- [Work required]:
Please reproduce exactly the line that contains "In the photo above, where can the gray painted" and every line after it through the end of the records below, adding nothing else.
_ _ _ _
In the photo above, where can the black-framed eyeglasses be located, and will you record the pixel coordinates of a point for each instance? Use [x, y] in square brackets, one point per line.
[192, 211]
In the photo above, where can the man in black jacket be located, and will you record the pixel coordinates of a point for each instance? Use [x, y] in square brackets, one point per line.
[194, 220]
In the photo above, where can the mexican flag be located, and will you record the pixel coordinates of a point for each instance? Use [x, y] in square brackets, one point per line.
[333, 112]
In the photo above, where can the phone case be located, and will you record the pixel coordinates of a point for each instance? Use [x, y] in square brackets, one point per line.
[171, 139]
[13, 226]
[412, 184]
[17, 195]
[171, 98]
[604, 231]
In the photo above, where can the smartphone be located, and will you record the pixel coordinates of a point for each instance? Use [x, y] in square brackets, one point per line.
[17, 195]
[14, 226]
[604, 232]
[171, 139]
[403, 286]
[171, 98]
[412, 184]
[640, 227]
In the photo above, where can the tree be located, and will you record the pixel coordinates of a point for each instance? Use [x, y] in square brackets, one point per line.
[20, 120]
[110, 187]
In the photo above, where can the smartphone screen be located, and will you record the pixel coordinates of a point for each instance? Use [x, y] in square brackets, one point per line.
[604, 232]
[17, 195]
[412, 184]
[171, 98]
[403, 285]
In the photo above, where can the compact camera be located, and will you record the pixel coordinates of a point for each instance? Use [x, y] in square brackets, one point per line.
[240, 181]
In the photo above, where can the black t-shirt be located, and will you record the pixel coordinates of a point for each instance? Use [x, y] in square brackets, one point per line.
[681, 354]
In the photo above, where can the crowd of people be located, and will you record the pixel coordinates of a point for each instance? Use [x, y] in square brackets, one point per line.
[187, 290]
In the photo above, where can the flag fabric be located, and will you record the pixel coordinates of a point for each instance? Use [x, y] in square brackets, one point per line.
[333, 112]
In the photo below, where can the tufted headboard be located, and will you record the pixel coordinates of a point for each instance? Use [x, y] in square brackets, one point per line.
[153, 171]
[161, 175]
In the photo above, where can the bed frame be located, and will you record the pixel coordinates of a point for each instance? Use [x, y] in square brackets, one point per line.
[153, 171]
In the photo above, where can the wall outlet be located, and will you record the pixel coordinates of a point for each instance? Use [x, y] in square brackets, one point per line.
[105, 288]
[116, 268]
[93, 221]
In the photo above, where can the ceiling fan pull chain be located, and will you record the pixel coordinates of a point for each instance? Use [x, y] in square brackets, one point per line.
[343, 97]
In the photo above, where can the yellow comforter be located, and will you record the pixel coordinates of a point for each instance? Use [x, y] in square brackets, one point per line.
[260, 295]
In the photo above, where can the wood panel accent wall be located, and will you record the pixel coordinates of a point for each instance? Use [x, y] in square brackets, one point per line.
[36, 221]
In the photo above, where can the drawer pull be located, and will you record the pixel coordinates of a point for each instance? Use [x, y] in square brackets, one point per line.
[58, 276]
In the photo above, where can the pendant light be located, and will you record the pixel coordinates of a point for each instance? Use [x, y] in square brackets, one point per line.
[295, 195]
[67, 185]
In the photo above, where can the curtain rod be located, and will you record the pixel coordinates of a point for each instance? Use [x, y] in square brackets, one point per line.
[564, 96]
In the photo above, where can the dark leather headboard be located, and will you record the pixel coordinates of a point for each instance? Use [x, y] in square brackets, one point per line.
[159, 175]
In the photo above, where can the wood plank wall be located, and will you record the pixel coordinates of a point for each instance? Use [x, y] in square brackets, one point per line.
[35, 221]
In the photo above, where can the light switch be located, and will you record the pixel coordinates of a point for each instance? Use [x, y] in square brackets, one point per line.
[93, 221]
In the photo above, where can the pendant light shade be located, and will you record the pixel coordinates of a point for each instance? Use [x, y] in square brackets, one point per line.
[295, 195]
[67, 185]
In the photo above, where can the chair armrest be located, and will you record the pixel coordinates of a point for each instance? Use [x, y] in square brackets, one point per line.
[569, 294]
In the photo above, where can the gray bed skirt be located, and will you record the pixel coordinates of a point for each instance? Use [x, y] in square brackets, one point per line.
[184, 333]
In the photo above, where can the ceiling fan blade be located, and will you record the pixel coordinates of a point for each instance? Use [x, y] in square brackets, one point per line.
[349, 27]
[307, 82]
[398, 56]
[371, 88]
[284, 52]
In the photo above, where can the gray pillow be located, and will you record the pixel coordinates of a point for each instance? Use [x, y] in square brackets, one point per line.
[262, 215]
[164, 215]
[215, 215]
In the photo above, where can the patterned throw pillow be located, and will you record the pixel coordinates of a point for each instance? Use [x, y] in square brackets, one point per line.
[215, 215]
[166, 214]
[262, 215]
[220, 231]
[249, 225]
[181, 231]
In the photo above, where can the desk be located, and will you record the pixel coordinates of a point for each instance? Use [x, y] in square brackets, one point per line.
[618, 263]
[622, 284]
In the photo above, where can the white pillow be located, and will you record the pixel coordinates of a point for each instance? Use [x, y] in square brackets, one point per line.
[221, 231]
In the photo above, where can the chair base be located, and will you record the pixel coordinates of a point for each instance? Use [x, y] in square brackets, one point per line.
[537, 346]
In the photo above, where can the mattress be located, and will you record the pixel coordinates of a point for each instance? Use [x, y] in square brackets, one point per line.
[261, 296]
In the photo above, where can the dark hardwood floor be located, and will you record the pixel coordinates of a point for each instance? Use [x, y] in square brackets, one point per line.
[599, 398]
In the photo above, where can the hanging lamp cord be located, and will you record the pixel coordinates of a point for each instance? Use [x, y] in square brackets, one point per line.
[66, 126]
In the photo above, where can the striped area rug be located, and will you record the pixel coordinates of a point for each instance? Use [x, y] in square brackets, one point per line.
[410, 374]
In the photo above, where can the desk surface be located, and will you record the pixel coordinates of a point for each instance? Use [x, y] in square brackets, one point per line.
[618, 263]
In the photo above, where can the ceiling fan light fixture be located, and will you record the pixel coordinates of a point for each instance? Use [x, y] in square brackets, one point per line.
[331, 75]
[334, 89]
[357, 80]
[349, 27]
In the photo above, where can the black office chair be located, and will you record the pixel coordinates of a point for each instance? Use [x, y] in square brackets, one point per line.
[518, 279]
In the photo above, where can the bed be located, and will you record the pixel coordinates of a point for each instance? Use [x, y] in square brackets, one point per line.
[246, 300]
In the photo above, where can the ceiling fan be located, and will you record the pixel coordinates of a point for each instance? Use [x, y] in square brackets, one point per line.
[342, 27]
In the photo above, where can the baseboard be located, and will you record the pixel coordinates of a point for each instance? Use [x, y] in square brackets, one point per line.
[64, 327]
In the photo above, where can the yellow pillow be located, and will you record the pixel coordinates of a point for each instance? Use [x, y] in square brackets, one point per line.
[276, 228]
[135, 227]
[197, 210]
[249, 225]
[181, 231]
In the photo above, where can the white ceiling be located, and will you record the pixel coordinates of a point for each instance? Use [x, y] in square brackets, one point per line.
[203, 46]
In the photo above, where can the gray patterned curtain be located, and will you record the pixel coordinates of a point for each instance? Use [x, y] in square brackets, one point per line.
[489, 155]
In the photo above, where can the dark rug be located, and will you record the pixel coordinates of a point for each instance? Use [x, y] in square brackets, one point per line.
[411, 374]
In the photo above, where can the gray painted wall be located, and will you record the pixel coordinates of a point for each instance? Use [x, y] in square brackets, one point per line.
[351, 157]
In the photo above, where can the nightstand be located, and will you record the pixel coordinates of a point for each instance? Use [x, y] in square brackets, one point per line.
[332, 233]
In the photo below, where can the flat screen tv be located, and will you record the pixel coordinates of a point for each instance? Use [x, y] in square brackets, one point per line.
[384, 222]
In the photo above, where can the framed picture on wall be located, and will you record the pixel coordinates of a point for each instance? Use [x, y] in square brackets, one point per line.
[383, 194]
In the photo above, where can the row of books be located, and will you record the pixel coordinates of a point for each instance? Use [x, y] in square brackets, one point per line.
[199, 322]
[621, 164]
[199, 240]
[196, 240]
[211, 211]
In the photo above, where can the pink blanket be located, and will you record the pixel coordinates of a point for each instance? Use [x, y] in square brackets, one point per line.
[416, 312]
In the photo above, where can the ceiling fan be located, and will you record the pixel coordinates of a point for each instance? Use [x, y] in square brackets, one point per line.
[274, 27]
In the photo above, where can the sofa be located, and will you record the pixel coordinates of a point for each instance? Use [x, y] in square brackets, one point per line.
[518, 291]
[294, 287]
_ _ _ _
- [Solution to this exercise]:
In the photo above, where can the gray painted wall be located, and will you record the pixel coordinates of a point for each instance? Use [x, y] in square brackets, one point per line.
[351, 157]
In the photo above, where can the nightstand be located, and will you record the pixel coordinates of a point for each instance? Use [x, y] in square brackets, one point per line.
[332, 233]
In the photo below, where can the flat screen tv be located, and will you record the pixel coordinates of a point for each instance? Use [x, y] in square brackets, one point per line.
[384, 222]
In the photo above, where can the framed picture on wall be located, and will you record the pixel coordinates of a point for each instance? Use [x, y] in square brackets, one point per line.
[383, 194]
In the photo above, where can the row of books be located, and will you record the pixel coordinates of a point for each instance? Use [x, y] in square brackets, one point per line.
[199, 322]
[621, 164]
[199, 240]
[196, 240]
[211, 211]
In the photo above, where can the pink blanket be located, and will you record the pixel coordinates of a point for each instance? Use [x, y] in square brackets, one point per line.
[416, 312]
In the photo above, where can the ceiling fan be located, and will you record the pixel coordinates of a point for each instance? Use [x, y] in square brackets, one point per line.
[274, 27]
In the photo above, where can the sofa be located, and will you record the pixel coordinates of a point for each instance? Use [x, y] in square brackets, one point per line.
[518, 291]
[294, 287]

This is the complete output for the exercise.